(YOUR INSTRUCTIONS):
Translate this sentence from the abstract on Alzheimer's and Parkinson's disease into Spanish: "Alzheimer's disease (AD) and Parkinson's disease (PD) cause significant neuronal loss and severely impair daily living."

Single-Cell Cortical Transcriptomics Reveals Common and Distinct Changes in Cell-Cell Communication in Alzheimer’s and Parkinson’s Disease

• Published in: Molecular neurobiology Vol. 62; no. 3; pp. 2655 - 2673
• Main Authors: Le Bars, Sophie, Glaab, Enrico
• Format: Journal Article
• Language: English
• Published: New York Springer US 01.03.2025; Springer Nature B.V
• Subjects: Aged; Aged, 80 and over; Alzheimer Disease - genetics; Alzheimer Disease - pathology; Alzheimer's disease; Biomedical and Life Sciences; Biomedicine; Cell Biology; Cell Communication - genetics; Cell interactions; Cerebral Cortex - metabolism; Cerebral Cortex - pathology; Communication; Disease; Female; Gene expression; Gene Expression Profiling; Gene Regulatory Networks; Humans; Hypoxia; Lipid metabolism; Male; Movement disorders; Neurobiology; Neurodegeneration; Neurodegenerative diseases; Neurology; Neurosciences; Parkinson Disease - genetics; Parkinson Disease - pathology; Parkinson's disease; Signal transduction; Signal Transduction - genetics; Single-Cell Analysis - methods; Susceptibility; Transcriptome - genetics; Transcriptomics; RNA-sequencing; Pathway analysis; Alzheimer’s disease; Single-cell analysis; Network analysis; Parkinson’s disease; Cross-disease comparison; Cell-cell communication
• ISSN: 0893-7648; 1559-1182; 1559-1182
• DOI: 10.1007/s12035-024-04419-7

Alzheimer's disease (AD) and Parkinson's disease (PD) cause significant neuronal loss and severely impair daily living. Despite different clinical manifestations, these disorders share common pathological molecular hallmarks, including mitochondrial dysfunction and synaptic degeneration. A detailed comparison of molecular changes at single-cell resolution in the cortex, as one of the main brain regions affected in both disorders, may reveal common susceptibility factors and disease mechanisms. We performed single-cell transcriptomic analyses of post-mortem cortical tissue from AD and PD subjects and controls to identify common and distinct disease-associated changes in individual genes, cellular pathways, molecular networks, and cell-cell communication events, and to investigate common mechanisms. The results revealed significant disease-specific, shared, and opposing gene expression changes, including cell type-specific signatures for both diseases. Hypoxia signaling and lipid metabolism emerged as significantly modulated cellular processes in both AD and PD, with contrasting expression alterations between the two diseases. Furthermore, both pathway and cell-cell communication analyses highlighted shared significant alterations involving the JAK-STAT signaling pathway, which has been implicated in the inflammatory response in several neurodegenerative disorders. Overall, the analyses revealed common and distinct alterations in gene signatures, pathway activities, and gene regulatory subnetworks in AD and PD. The results provide insights into coordinated changes in pathway activity and cell-cell communication that may guide future diagnostics and therapeutics.

(EXCERPTED RECORDS):
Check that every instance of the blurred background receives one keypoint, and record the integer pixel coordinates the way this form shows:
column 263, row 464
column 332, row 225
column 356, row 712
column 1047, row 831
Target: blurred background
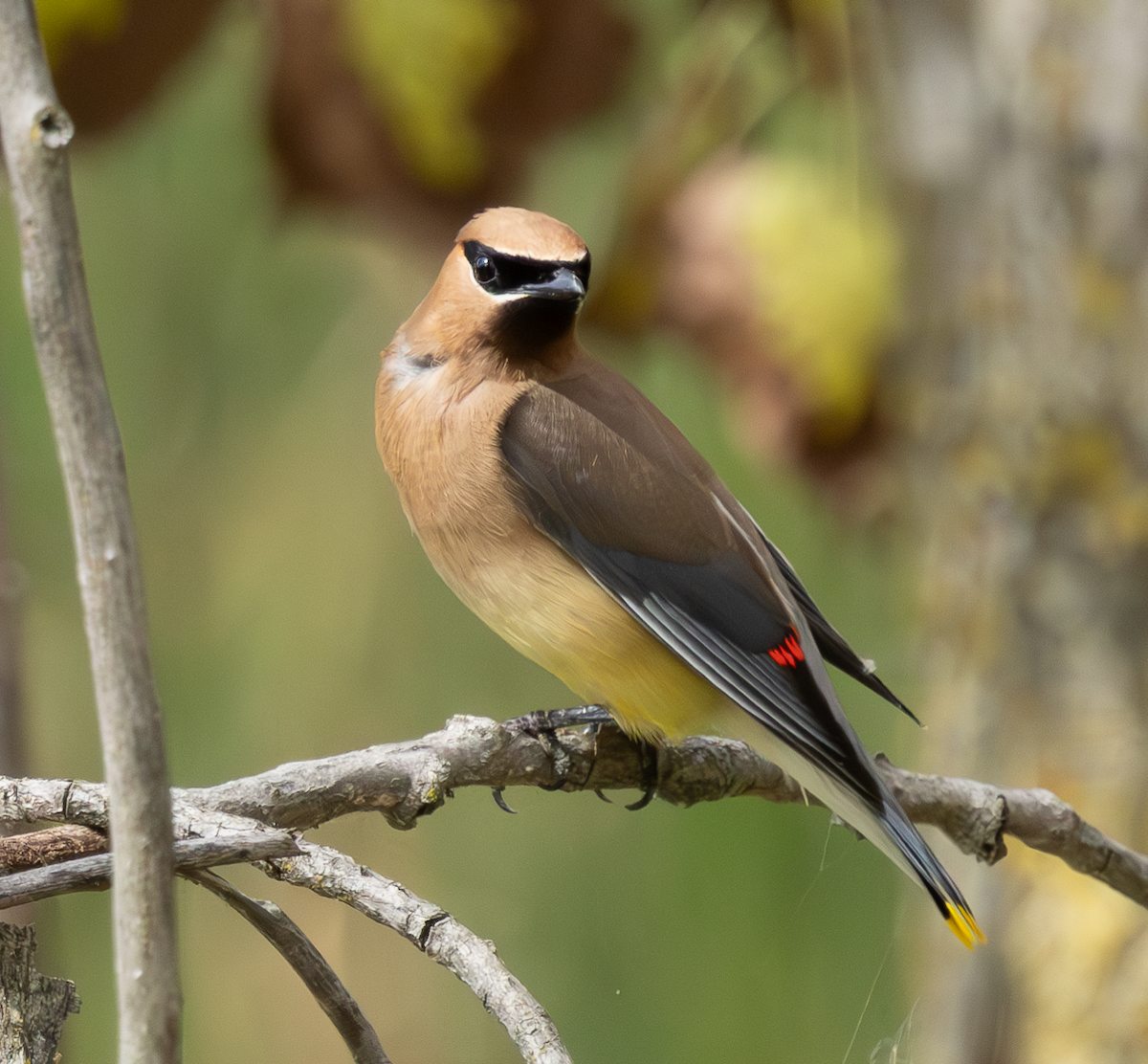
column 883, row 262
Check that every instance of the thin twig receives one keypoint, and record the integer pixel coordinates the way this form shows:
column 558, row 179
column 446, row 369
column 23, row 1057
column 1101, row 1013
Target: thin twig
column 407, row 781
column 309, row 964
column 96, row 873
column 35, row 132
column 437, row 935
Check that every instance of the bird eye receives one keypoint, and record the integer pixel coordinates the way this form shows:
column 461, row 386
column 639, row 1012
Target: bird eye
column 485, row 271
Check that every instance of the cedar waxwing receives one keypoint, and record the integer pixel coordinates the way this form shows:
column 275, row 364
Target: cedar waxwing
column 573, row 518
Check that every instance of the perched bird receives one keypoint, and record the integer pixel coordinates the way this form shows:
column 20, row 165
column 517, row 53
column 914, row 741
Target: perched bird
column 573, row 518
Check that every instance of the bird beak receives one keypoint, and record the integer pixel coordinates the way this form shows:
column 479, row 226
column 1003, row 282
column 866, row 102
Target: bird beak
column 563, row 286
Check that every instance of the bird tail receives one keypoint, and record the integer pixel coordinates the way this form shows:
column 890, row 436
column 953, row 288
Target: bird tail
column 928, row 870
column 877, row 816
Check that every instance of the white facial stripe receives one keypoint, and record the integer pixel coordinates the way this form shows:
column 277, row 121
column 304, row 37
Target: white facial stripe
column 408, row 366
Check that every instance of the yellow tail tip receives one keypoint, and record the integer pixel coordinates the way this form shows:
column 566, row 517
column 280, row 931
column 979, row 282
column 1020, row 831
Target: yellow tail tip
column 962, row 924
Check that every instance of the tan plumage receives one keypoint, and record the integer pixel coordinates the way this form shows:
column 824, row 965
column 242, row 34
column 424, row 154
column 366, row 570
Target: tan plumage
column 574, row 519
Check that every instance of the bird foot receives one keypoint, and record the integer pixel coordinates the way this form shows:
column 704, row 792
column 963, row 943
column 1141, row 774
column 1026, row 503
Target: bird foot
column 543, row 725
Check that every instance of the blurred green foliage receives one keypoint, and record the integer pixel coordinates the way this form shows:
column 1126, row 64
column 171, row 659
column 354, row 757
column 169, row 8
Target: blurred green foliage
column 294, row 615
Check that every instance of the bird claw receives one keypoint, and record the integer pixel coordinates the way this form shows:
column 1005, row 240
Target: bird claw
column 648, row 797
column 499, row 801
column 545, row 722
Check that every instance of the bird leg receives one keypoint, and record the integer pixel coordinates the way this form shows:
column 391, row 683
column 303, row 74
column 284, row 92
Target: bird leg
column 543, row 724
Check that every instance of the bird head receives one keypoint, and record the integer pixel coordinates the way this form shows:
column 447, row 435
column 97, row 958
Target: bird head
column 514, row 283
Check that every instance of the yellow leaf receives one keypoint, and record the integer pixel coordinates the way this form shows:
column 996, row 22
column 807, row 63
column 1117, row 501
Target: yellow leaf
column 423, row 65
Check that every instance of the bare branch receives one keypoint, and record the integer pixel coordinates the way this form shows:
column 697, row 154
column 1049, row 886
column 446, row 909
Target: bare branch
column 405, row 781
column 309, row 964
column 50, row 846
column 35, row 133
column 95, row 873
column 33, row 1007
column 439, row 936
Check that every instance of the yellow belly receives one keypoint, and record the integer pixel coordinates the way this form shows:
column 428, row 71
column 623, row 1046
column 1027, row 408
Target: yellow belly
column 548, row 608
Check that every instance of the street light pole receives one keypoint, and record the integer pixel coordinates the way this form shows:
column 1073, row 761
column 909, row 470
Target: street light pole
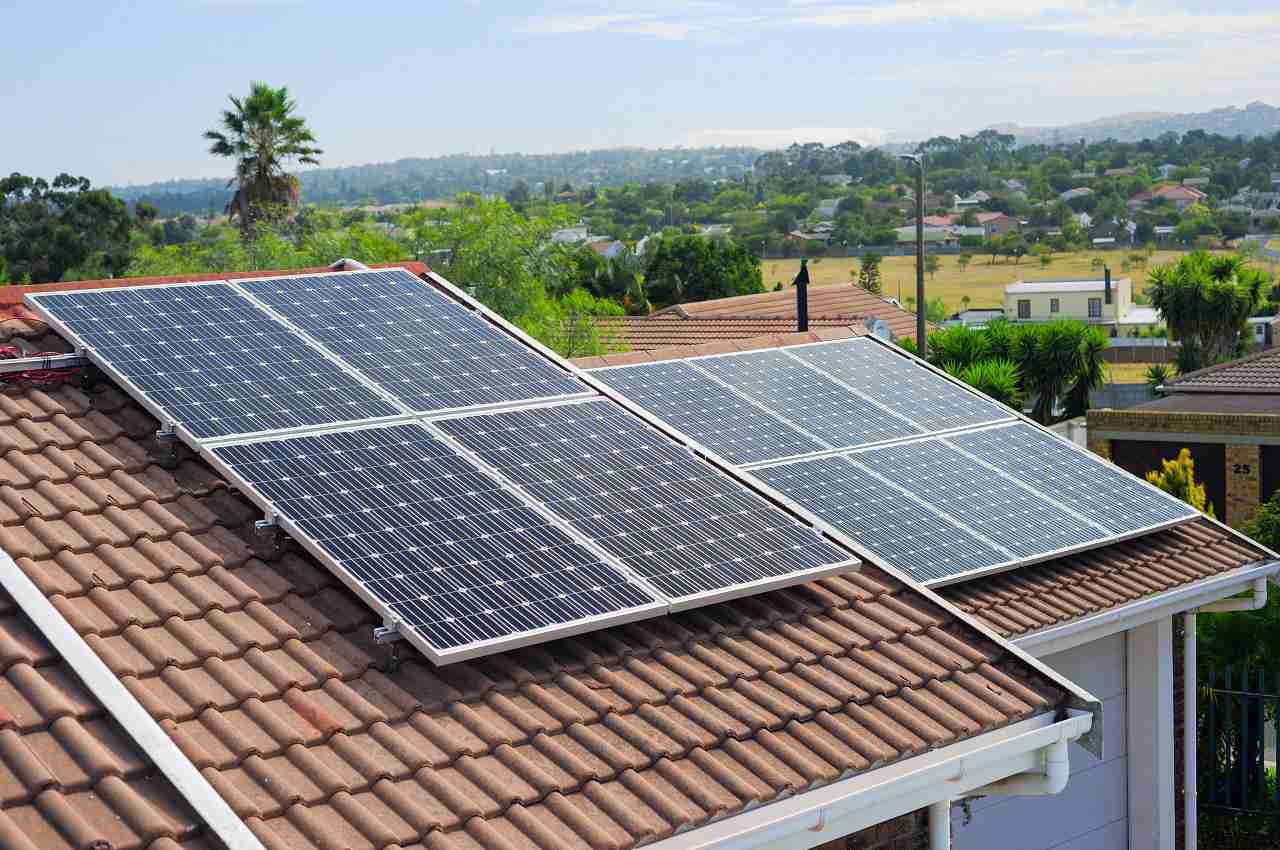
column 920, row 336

(EXERCISE SOLUTION):
La enfermedad de Alzheimer (EA) y la enfermedad de Parkinson (EP) causan una pérdida neuronal significativa y deterioran gravemente la vida diaria.